Translate the sentence "He also resumes working part-time as an accountant." from the plot summary into Spanish.

• TEXT SEGMENT
# # # # #
Lloyd gradually bonds with Laurie as he looks after her, and in mid-October he tells Beth that he will keep her. He finds his physical and mental health improving, and begins eating more healthily and sleeping better. He also resumes working part-time as an accountant. Lloyd regularly takes Laurie for walks along "Six Mile Path", a boardwalk running alongside a canal.

On December 6, Lloyd's neighbor Evelyn Pitcher asks him if he has seen her husband, Don. While walking along Six Mile Path with Laurie, Lloyd finds Don's cane–cracked and dotted with blood–next to a section of the Path that has been overgrown with palmetto. After Laurie pulls free of Lloyd and runs under the palmetto, Lloyd follows and finds her confronting a ten foot long alligator which has killed and partially eaten Don. After Lloyd commands Laurie to go home, he is attacked by the alligator. When Lloyd hits the alligator with Don's cane, the boardwalk partially collapses, dumping the alligator into the canal and enabling Lloyd to escape with Laurie, who has waited for him on the other side of the palmetto. Lloyd calls the police, who notify Evelyn that Don has been killed.
# # # # #
• SOURCE MATERIAL
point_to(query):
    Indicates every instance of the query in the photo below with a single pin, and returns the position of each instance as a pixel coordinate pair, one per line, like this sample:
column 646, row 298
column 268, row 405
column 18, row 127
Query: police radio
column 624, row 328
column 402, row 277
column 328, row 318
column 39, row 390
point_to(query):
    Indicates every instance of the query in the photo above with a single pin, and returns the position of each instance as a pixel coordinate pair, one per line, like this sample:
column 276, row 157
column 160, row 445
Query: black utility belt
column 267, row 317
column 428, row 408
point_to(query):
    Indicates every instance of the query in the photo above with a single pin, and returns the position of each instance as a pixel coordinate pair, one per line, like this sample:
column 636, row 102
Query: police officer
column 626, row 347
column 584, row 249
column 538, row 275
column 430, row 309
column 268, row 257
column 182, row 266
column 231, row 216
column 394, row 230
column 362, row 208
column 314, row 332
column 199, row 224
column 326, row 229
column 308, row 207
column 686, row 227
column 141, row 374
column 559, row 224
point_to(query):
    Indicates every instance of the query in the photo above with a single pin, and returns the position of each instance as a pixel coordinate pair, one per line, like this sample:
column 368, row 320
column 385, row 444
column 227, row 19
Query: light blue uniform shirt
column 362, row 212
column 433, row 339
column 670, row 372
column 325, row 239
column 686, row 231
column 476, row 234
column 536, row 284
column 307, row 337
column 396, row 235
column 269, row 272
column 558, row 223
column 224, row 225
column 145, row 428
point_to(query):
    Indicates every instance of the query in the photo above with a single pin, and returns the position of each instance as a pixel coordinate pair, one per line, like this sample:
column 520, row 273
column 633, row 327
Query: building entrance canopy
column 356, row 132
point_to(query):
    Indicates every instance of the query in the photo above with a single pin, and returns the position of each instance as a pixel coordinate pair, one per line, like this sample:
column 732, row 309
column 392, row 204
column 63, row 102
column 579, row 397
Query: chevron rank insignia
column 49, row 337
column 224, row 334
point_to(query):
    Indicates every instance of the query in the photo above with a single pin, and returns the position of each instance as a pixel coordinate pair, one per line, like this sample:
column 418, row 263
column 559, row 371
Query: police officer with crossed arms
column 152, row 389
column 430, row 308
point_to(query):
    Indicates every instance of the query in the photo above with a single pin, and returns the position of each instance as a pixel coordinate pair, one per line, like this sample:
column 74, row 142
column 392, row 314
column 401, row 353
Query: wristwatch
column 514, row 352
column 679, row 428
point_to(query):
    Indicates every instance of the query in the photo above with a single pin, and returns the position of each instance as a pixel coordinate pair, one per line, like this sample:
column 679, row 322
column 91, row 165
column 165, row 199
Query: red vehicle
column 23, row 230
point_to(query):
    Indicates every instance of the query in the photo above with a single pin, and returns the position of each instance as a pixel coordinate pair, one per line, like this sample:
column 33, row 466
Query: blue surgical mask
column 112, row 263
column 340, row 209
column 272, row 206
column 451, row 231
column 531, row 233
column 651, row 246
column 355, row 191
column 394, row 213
# # # # #
• EXERCISE SOLUTION
También vuelve a trabajar a tiempo parcial como contador.